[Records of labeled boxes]
━━━━━━

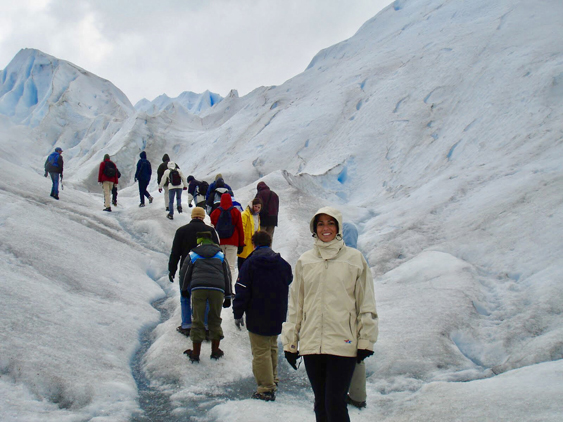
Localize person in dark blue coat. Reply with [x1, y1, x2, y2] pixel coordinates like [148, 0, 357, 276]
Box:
[135, 151, 153, 207]
[233, 231, 293, 401]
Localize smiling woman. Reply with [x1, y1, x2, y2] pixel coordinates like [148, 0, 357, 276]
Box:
[282, 207, 378, 421]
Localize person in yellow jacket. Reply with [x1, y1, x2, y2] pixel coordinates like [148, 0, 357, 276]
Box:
[282, 207, 378, 422]
[237, 198, 262, 270]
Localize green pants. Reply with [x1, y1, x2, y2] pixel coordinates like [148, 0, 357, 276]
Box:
[190, 289, 225, 343]
[248, 331, 279, 393]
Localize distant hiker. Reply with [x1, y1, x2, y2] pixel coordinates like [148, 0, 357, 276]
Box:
[168, 207, 219, 336]
[205, 173, 235, 215]
[237, 198, 264, 271]
[135, 151, 153, 207]
[158, 161, 188, 220]
[342, 222, 367, 409]
[233, 231, 293, 401]
[180, 231, 232, 363]
[256, 182, 280, 239]
[188, 174, 209, 209]
[282, 207, 378, 421]
[210, 193, 244, 277]
[45, 147, 64, 199]
[111, 169, 121, 206]
[98, 154, 119, 212]
[156, 154, 180, 211]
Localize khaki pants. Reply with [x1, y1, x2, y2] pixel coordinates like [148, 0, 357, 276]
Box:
[219, 245, 238, 280]
[348, 361, 367, 402]
[102, 180, 113, 208]
[190, 289, 225, 343]
[248, 331, 279, 393]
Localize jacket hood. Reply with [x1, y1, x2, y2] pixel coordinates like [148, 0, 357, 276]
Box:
[221, 193, 233, 210]
[252, 246, 282, 267]
[309, 207, 342, 238]
[256, 182, 270, 191]
[192, 243, 221, 258]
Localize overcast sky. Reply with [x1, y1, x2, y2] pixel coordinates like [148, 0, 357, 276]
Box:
[0, 0, 391, 104]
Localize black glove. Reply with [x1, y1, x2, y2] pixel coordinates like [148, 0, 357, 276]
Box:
[235, 318, 244, 331]
[283, 351, 299, 370]
[356, 349, 373, 363]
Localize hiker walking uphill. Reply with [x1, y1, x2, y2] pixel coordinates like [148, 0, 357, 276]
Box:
[135, 151, 153, 207]
[282, 207, 378, 422]
[237, 198, 264, 271]
[205, 173, 235, 215]
[233, 231, 293, 401]
[158, 161, 188, 220]
[255, 182, 280, 239]
[188, 174, 209, 209]
[168, 207, 219, 336]
[210, 193, 244, 277]
[156, 154, 180, 211]
[98, 154, 119, 212]
[45, 147, 64, 200]
[180, 231, 232, 363]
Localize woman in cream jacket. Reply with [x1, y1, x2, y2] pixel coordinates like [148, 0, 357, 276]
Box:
[282, 207, 378, 422]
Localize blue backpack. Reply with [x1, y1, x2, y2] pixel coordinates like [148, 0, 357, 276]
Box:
[215, 207, 235, 239]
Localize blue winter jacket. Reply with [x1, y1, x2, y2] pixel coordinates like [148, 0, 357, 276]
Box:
[233, 246, 293, 336]
[135, 151, 152, 182]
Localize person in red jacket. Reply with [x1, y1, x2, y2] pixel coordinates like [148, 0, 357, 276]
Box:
[98, 154, 118, 212]
[210, 193, 244, 279]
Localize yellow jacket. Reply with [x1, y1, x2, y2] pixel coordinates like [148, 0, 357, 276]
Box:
[238, 201, 260, 259]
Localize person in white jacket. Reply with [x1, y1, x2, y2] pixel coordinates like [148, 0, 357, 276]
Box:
[282, 207, 378, 422]
[158, 161, 188, 220]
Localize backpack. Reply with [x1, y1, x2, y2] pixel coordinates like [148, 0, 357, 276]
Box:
[168, 169, 182, 186]
[197, 180, 209, 196]
[104, 161, 117, 177]
[45, 152, 59, 172]
[215, 207, 235, 239]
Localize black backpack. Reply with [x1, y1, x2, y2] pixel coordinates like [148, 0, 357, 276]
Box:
[104, 161, 117, 177]
[168, 170, 182, 186]
[215, 207, 235, 239]
[197, 180, 209, 196]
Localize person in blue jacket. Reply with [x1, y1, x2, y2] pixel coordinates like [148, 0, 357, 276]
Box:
[135, 151, 153, 207]
[233, 231, 293, 401]
[45, 147, 64, 199]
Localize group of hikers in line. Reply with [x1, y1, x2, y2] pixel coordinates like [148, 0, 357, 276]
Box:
[168, 199, 378, 421]
[45, 148, 378, 422]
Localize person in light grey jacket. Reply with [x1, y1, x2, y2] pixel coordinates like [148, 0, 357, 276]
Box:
[282, 207, 378, 422]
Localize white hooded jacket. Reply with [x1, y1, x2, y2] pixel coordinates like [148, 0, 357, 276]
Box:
[282, 207, 378, 357]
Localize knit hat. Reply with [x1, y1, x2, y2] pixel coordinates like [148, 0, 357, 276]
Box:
[192, 207, 205, 220]
[196, 232, 213, 245]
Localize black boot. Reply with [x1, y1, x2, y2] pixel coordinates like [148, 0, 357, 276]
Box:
[211, 340, 225, 360]
[184, 343, 201, 363]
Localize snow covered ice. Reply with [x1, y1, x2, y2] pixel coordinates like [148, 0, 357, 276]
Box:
[0, 0, 563, 422]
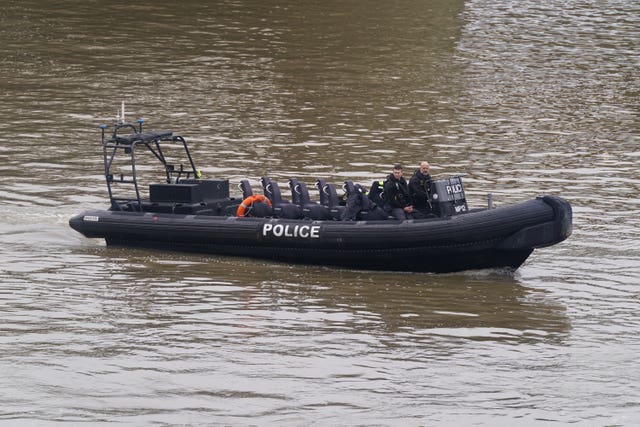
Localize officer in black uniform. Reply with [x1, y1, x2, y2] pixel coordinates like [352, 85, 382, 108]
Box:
[409, 162, 432, 218]
[382, 165, 413, 220]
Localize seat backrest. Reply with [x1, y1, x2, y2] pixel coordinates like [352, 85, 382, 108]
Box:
[260, 176, 284, 205]
[239, 179, 253, 200]
[289, 178, 303, 206]
[316, 179, 340, 207]
[368, 181, 384, 207]
[289, 178, 312, 206]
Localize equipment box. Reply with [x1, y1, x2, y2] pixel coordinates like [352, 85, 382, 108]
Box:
[149, 184, 202, 203]
[431, 176, 469, 217]
[180, 179, 229, 201]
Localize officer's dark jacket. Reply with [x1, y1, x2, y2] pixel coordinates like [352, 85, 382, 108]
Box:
[409, 169, 431, 210]
[382, 174, 411, 211]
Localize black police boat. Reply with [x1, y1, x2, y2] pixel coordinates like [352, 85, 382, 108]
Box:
[69, 116, 572, 273]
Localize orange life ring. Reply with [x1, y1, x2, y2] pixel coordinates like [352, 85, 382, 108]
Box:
[236, 194, 271, 217]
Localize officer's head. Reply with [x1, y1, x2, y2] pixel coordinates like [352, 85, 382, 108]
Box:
[393, 165, 402, 179]
[420, 162, 429, 175]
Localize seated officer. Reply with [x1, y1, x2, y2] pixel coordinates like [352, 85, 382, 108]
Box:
[382, 165, 413, 220]
[409, 162, 432, 218]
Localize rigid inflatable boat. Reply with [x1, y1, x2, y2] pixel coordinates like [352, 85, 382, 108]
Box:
[69, 116, 572, 273]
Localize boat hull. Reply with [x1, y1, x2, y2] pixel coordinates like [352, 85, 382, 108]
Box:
[69, 196, 572, 273]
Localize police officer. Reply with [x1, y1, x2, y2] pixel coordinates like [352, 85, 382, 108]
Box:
[409, 162, 432, 218]
[382, 165, 413, 220]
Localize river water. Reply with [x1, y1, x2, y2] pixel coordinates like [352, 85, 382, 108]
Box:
[0, 0, 640, 426]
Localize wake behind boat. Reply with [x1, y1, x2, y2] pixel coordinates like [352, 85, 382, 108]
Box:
[69, 113, 572, 273]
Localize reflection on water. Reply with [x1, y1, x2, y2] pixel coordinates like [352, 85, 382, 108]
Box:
[0, 0, 640, 425]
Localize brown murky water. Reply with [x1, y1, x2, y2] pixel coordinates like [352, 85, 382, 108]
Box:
[0, 0, 640, 426]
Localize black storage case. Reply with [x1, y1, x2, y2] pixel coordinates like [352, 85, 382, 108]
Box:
[149, 183, 203, 203]
[180, 179, 229, 201]
[431, 176, 469, 217]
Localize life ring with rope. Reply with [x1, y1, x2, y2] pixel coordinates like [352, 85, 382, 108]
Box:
[236, 194, 271, 218]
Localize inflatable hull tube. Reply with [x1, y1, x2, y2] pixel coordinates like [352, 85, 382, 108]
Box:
[69, 196, 572, 273]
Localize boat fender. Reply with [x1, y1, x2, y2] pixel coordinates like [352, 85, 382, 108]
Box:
[236, 194, 271, 217]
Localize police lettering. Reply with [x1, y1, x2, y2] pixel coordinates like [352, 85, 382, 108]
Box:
[262, 224, 320, 239]
[447, 184, 462, 194]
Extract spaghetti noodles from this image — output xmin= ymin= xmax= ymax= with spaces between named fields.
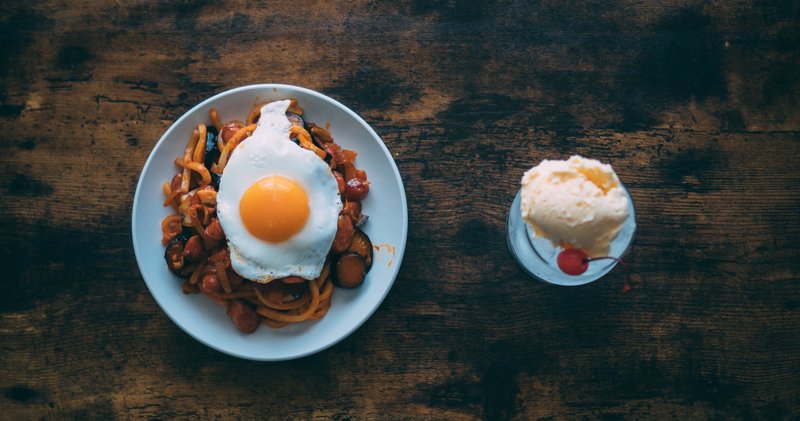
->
xmin=161 ymin=100 xmax=372 ymax=333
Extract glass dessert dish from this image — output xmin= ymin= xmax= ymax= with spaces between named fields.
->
xmin=506 ymin=183 xmax=636 ymax=286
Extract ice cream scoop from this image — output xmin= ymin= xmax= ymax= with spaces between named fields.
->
xmin=520 ymin=155 xmax=628 ymax=257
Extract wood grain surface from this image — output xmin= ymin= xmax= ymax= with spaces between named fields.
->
xmin=0 ymin=0 xmax=800 ymax=420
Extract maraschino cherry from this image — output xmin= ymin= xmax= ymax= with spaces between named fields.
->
xmin=556 ymin=248 xmax=631 ymax=294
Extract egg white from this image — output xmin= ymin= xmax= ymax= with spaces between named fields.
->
xmin=217 ymin=100 xmax=342 ymax=283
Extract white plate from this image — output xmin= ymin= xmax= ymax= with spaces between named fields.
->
xmin=132 ymin=84 xmax=408 ymax=361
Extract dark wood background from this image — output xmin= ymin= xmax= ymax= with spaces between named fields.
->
xmin=0 ymin=0 xmax=800 ymax=420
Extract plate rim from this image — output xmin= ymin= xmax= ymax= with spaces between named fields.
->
xmin=131 ymin=83 xmax=408 ymax=361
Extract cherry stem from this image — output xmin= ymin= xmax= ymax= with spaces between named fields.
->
xmin=583 ymin=256 xmax=631 ymax=294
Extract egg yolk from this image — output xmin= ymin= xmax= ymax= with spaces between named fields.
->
xmin=239 ymin=175 xmax=311 ymax=243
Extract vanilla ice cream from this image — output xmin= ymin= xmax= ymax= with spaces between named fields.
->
xmin=520 ymin=155 xmax=628 ymax=257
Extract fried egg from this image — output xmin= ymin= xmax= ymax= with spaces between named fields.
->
xmin=217 ymin=100 xmax=342 ymax=283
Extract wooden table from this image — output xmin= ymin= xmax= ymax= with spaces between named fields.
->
xmin=0 ymin=0 xmax=800 ymax=420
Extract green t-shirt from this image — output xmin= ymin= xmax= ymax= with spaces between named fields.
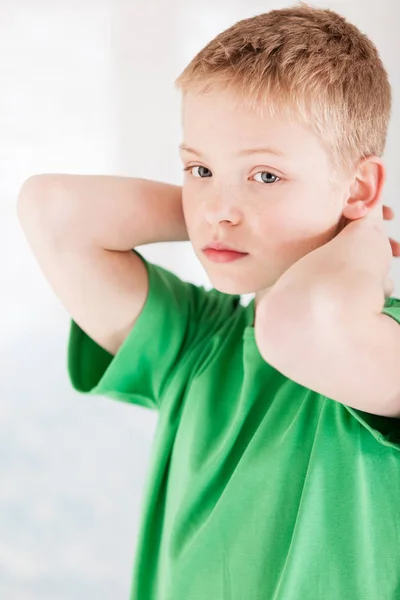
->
xmin=68 ymin=248 xmax=400 ymax=600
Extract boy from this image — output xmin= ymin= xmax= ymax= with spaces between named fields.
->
xmin=19 ymin=4 xmax=400 ymax=600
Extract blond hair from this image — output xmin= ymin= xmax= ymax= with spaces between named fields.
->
xmin=175 ymin=2 xmax=392 ymax=185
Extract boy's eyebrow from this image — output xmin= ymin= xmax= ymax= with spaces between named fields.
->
xmin=179 ymin=144 xmax=285 ymax=157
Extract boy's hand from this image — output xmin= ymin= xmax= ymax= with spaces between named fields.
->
xmin=338 ymin=202 xmax=400 ymax=298
xmin=337 ymin=204 xmax=400 ymax=257
xmin=259 ymin=203 xmax=400 ymax=318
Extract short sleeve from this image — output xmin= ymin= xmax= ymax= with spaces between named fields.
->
xmin=346 ymin=298 xmax=400 ymax=450
xmin=68 ymin=250 xmax=240 ymax=409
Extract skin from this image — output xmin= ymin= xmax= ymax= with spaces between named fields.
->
xmin=180 ymin=89 xmax=398 ymax=306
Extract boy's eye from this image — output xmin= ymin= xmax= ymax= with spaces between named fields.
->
xmin=183 ymin=165 xmax=280 ymax=183
xmin=183 ymin=165 xmax=211 ymax=179
xmin=254 ymin=171 xmax=280 ymax=183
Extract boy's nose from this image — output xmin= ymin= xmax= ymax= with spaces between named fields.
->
xmin=205 ymin=197 xmax=242 ymax=225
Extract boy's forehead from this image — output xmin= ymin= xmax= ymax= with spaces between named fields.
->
xmin=181 ymin=92 xmax=318 ymax=159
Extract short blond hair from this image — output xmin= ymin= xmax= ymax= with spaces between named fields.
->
xmin=175 ymin=2 xmax=392 ymax=185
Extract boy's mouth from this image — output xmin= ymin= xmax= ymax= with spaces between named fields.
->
xmin=203 ymin=242 xmax=248 ymax=263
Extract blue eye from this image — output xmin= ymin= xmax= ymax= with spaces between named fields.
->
xmin=183 ymin=165 xmax=281 ymax=184
xmin=183 ymin=165 xmax=211 ymax=179
xmin=254 ymin=171 xmax=280 ymax=183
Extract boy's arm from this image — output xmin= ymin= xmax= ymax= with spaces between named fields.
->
xmin=17 ymin=174 xmax=188 ymax=354
xmin=255 ymin=218 xmax=400 ymax=418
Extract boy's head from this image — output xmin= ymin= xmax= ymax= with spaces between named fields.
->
xmin=176 ymin=3 xmax=391 ymax=297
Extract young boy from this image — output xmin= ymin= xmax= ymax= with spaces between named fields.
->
xmin=18 ymin=4 xmax=400 ymax=600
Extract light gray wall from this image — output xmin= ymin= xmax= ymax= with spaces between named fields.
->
xmin=0 ymin=0 xmax=400 ymax=600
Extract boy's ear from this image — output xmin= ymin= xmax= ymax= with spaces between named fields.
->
xmin=343 ymin=156 xmax=386 ymax=221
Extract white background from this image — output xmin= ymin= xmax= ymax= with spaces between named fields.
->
xmin=0 ymin=0 xmax=400 ymax=600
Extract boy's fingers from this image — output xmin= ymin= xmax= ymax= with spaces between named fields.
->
xmin=383 ymin=205 xmax=394 ymax=221
xmin=389 ymin=238 xmax=400 ymax=256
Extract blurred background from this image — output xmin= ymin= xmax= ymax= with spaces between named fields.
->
xmin=0 ymin=0 xmax=400 ymax=600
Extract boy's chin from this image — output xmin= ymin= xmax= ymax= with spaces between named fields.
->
xmin=207 ymin=273 xmax=256 ymax=296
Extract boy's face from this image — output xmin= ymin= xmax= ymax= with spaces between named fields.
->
xmin=181 ymin=86 xmax=348 ymax=300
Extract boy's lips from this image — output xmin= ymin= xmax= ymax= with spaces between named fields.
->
xmin=203 ymin=242 xmax=248 ymax=263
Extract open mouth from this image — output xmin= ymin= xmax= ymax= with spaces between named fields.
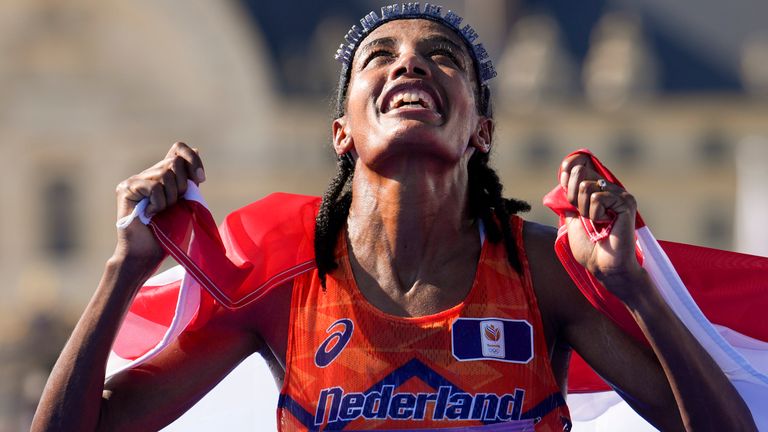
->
xmin=386 ymin=90 xmax=435 ymax=111
xmin=381 ymin=85 xmax=439 ymax=114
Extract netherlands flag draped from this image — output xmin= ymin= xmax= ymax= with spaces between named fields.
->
xmin=108 ymin=150 xmax=768 ymax=431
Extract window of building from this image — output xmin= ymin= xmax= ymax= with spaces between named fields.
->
xmin=41 ymin=177 xmax=78 ymax=257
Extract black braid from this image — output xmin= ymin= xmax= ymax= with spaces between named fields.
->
xmin=315 ymin=155 xmax=355 ymax=289
xmin=467 ymin=152 xmax=531 ymax=274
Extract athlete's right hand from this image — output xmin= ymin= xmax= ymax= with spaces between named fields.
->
xmin=115 ymin=142 xmax=205 ymax=265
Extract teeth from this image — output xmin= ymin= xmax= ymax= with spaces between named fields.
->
xmin=387 ymin=90 xmax=435 ymax=111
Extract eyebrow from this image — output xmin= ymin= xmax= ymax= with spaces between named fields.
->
xmin=360 ymin=37 xmax=397 ymax=57
xmin=424 ymin=34 xmax=469 ymax=55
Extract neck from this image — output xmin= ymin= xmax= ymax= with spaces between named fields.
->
xmin=348 ymin=155 xmax=479 ymax=291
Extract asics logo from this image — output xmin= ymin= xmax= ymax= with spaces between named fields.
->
xmin=315 ymin=318 xmax=355 ymax=368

━━━━━━

TASK OBJECTIVE ▸ Format the lines between the one holding "Localize black glove." and the one holding "[356, 349, 373, 363]", inclusive, as a two-column CSV with the columns input and output. Give one row per item, with the text in input and its answer in output, each in a single quoted field with line breaks replaced by spaces.

TASK OUTPUT ▸
input,output
"Localize black glove. Reply with [x1, y1, x2, y2] pixel coordinates like [148, 0, 357, 276] Box:","[235, 318, 244, 331] [283, 351, 299, 370] [356, 349, 373, 363]"